To dismiss the Metropolitan police investigation into Downing Street’s lockdown gatherings as a waste of time, as rightwing newspapers did on Friday, is grotesque. No police inquiry that resulted in 126 fines on 83 individuals from a single workplace for Covid breaches in a country in which more than 178,000 people have died from the virus should be described in that contemptuous way. No investigation that established widespread rule-breaking at the heart of government, where those very Covid rules were made, deserves to be brushed aside as entirely pointless, as the Daily Mail did.
Yet the Met’s Operation Hillman inquiry was in many ways a sorry affair. It was a mistake not to investigate the parties much earlier. It was humiliating to then do a U-turn and launch an investigation under political and media pressure. It was foolish to apply rules of process that suggested special treatment for politicians. It was a misjudgment to suspend the operation during the local elections. It was wrong to wrap the whole exercise in so much secrecy. All this, though, was of a piece with many other inconsistencies in the way that the pandemic was policed around Britain.

▶ _Work request 1_
Retype the stretch of the passage on the Downing Street inquiry from "To dismiss the" through "Daily Mail did.".
▶ _Work request 2_
According to the passage on the Downing Street inquiry, why is it wrong to dismiss the Met investigation as a waste of time? Answer in one to three sentences.
▶ _Work request 3_
Proceed with the passage on the Downing Street inquiry, picking up after its final sentence.
The entries that come next are separate material, unrelated to the passage on the Downing Street inquiry.

▶ _Entries drawn from a dataset_
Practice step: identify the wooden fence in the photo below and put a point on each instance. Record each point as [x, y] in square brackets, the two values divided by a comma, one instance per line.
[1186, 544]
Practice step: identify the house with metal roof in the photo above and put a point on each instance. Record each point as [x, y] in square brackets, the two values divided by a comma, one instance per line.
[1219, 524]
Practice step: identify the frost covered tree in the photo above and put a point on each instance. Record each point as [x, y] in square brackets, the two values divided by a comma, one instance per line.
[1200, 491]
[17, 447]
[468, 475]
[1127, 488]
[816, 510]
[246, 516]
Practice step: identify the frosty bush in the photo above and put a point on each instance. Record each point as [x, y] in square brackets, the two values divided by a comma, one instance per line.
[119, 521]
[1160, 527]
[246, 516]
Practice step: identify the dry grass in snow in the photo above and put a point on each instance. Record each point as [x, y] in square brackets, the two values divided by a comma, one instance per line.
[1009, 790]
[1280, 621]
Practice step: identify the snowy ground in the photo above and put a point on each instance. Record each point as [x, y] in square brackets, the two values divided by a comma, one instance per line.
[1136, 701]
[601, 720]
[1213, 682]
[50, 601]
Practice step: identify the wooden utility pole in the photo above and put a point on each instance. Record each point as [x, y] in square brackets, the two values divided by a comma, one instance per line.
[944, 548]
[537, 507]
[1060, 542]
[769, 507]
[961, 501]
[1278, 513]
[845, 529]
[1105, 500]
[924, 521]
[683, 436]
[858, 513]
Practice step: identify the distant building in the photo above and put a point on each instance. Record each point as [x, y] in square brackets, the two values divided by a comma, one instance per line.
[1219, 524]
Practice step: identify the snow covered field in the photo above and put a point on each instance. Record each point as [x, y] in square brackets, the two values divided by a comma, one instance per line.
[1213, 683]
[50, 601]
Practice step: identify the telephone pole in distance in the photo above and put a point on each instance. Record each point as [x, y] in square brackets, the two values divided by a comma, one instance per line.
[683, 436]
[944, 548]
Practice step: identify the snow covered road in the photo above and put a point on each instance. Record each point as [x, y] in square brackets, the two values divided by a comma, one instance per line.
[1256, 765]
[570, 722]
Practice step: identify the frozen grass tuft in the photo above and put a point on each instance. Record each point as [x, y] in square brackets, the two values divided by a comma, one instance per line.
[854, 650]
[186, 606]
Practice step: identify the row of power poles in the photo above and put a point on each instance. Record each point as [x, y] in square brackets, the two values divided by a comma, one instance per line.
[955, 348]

▶ _Written response 1_
To dismiss the Metropolitan police investigation into Downing Street’s lockdown gatherings as a waste of time, as rightwing newspapers did on Friday, is grotesque. No police inquiry that resulted in 126 fines on 83 individuals from a single workplace for Covid breaches in a country in which more than 178,000 people have died from the virus should be described in that contemptuous way. No investigation that established widespread rule-breaking at the heart of government, where those very Covid rules were made, deserves to be brushed aside as entirely pointless, as the Daily Mail did.

▶ _Written response 2_
The inquiry resulted in 126 fines on 83 individuals from a single workplace, in a country where more than 178,000 people died from the virus. It also established widespread rule-breaking at the heart of government, where the Covid rules themselves were made.

▶ _Written response 3_
Most of the response to Operation Hillman has focused on the implications for politics. But what about the implications for policing? The handling of the Downing Street breaches has done further damage to the credibility of a force that is already reeling from other recent scandals about race and sex. The Downing Street investigation has managed to offend almost everyone in some way, on the right as well as the left, in the civil service and the media as well as the Tory party, and above all among those who were bereaved by Covid. The police should be deeply concerned about this almost unanimous verdict.
One particularly troubling suspicion from the Partygate inquiry is that police felt intimidated by the possible consequences of what they were looking into. In theory, Britain’s police are operationally independent. But it didn’t always feel that way during the past few months, including this week. Downing Street, after all, is the place where they have the final say on police spending, police numbers and police structures. The Met commissioner’s job is also currently vacant and the force leaderless. These will have been difficult factors to ignore absolutely.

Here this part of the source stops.